#### Stored data:
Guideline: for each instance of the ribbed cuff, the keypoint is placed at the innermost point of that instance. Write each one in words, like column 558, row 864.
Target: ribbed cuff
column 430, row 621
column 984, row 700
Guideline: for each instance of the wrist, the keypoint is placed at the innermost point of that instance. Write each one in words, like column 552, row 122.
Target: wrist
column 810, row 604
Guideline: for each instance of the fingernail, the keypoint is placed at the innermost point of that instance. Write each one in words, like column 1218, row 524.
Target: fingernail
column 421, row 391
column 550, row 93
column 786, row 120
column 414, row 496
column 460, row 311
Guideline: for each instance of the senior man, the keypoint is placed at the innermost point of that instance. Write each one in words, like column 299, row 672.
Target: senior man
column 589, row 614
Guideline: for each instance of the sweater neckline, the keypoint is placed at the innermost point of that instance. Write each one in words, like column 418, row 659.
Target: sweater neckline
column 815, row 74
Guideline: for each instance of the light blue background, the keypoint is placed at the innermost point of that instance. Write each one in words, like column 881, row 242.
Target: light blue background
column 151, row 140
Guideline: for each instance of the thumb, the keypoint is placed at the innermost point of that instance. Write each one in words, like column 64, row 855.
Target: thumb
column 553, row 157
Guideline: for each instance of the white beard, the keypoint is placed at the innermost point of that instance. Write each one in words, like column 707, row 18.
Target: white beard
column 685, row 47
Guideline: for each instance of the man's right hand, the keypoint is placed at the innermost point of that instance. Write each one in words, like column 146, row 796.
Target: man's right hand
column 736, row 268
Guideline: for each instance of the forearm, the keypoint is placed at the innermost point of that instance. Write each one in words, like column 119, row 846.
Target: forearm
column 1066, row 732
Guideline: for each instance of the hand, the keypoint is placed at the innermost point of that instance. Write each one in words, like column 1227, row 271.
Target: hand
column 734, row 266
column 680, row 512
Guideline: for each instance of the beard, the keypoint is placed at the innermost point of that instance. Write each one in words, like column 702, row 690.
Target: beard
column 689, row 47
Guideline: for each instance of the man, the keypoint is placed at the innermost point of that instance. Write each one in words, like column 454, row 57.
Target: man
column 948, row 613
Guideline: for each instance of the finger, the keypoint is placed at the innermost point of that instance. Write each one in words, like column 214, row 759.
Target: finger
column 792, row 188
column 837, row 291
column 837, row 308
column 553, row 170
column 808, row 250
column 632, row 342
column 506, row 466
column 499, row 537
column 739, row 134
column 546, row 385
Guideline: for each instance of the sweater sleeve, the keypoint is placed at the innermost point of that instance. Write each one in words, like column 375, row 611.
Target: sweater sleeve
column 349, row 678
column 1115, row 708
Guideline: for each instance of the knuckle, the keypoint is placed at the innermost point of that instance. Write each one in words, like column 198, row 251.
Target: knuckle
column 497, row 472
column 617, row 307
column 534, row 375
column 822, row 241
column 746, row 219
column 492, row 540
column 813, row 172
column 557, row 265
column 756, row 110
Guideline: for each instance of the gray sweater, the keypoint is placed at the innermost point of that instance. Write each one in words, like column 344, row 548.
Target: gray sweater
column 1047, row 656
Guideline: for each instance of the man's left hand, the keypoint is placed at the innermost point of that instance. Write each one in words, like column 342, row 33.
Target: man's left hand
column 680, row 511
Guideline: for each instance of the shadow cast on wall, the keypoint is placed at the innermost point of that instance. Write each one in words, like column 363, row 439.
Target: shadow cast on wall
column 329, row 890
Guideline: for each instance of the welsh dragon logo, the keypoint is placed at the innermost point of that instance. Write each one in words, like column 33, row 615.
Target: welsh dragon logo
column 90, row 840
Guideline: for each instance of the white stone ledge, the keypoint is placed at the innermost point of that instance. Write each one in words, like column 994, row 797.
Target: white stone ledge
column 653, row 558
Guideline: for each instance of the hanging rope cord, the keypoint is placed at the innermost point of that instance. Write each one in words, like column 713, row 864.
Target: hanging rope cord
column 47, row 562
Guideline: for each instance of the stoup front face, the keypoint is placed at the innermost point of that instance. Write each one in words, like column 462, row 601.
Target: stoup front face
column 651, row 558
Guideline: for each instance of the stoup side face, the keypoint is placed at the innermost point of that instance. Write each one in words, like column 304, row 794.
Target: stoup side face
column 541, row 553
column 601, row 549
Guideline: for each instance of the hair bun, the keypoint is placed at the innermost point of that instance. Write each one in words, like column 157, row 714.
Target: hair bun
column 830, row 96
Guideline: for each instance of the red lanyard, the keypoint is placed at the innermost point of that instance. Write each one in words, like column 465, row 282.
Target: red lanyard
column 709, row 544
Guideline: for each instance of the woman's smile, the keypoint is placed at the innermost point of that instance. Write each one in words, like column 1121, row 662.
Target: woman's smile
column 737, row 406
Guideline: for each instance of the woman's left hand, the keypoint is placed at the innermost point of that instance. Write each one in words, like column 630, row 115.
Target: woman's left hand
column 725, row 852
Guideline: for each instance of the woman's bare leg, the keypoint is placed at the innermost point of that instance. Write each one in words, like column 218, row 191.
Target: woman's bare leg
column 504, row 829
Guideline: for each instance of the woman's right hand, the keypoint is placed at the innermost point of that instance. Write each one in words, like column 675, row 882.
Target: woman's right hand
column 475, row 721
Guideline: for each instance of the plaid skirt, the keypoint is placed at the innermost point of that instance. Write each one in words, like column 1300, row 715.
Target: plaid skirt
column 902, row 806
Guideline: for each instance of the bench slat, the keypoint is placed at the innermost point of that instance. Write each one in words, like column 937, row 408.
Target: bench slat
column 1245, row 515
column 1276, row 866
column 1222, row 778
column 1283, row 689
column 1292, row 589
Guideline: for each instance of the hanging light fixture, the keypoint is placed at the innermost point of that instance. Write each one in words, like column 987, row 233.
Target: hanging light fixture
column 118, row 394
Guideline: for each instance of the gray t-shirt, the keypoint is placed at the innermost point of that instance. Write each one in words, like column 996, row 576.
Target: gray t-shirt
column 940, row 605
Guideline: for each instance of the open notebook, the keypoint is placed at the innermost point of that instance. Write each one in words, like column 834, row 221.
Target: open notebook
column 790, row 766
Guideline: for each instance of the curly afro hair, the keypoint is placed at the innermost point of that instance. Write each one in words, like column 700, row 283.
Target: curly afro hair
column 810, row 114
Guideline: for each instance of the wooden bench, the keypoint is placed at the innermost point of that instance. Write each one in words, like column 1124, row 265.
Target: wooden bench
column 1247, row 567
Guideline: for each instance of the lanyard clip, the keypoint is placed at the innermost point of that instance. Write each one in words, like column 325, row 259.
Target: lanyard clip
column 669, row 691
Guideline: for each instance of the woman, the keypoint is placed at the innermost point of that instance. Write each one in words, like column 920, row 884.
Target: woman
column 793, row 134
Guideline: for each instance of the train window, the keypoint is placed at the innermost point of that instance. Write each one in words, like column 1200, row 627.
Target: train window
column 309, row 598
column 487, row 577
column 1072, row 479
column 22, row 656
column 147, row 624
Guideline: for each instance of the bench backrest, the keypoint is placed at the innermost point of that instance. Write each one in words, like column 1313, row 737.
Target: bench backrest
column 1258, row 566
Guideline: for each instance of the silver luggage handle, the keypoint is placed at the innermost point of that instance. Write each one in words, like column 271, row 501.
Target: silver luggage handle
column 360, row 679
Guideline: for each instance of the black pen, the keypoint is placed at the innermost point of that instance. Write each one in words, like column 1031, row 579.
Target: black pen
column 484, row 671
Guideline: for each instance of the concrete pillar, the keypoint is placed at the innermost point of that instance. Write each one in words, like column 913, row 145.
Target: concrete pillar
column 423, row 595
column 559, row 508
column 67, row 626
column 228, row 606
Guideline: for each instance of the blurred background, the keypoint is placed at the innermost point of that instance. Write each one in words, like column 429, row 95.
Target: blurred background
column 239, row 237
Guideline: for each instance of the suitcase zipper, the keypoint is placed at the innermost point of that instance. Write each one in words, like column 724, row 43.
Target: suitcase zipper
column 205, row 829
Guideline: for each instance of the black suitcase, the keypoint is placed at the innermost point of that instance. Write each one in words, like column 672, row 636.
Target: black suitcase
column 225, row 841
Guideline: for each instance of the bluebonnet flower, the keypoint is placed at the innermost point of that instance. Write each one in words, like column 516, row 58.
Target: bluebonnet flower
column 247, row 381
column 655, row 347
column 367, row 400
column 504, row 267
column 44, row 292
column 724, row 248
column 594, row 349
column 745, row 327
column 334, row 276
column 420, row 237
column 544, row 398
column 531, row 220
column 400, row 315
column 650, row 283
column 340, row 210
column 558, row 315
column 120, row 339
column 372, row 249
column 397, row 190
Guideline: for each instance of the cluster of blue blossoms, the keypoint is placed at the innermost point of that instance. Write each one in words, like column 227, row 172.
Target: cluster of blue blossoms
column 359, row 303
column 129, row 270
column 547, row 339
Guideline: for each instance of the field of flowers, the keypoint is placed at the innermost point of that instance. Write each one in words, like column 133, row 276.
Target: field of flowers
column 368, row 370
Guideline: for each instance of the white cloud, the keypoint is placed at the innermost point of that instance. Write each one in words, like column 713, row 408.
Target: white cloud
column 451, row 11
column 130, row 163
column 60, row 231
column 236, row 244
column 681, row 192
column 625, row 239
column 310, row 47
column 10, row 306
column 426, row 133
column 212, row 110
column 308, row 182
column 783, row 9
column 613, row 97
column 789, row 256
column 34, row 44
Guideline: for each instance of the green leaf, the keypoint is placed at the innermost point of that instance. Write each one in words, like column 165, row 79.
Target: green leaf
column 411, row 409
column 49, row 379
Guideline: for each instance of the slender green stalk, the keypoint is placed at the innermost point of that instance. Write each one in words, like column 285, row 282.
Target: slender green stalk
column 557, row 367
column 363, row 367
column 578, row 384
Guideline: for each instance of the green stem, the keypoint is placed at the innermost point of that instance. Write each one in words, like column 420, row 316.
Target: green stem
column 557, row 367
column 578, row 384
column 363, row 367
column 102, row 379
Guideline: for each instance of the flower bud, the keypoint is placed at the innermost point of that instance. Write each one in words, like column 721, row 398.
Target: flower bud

#### What is being asked:
Reply with exactly the lines above from the one that contains "Target: green leaf" through the final line of the material, and with nothing else.

#### Solution for this exercise:
Target: green leaf
column 411, row 409
column 49, row 379
Guideline: for each instance of the slender green stalk, the keypoint is placed at the innermost point of that instance. Write each one in words, like column 285, row 282.
Target: slender green stalk
column 557, row 367
column 363, row 367
column 578, row 384
Guideline: for each instance of the green stem, the keypoint is placed at the innermost point of that instance. Write each one in words, like column 420, row 316.
Target: green stem
column 557, row 367
column 578, row 384
column 363, row 367
column 102, row 379
Guideline: for each instance of the flower bud, the keypoint is placed at the innermost point of that instance. Write each one in words, like column 721, row 398.
Target: flower bud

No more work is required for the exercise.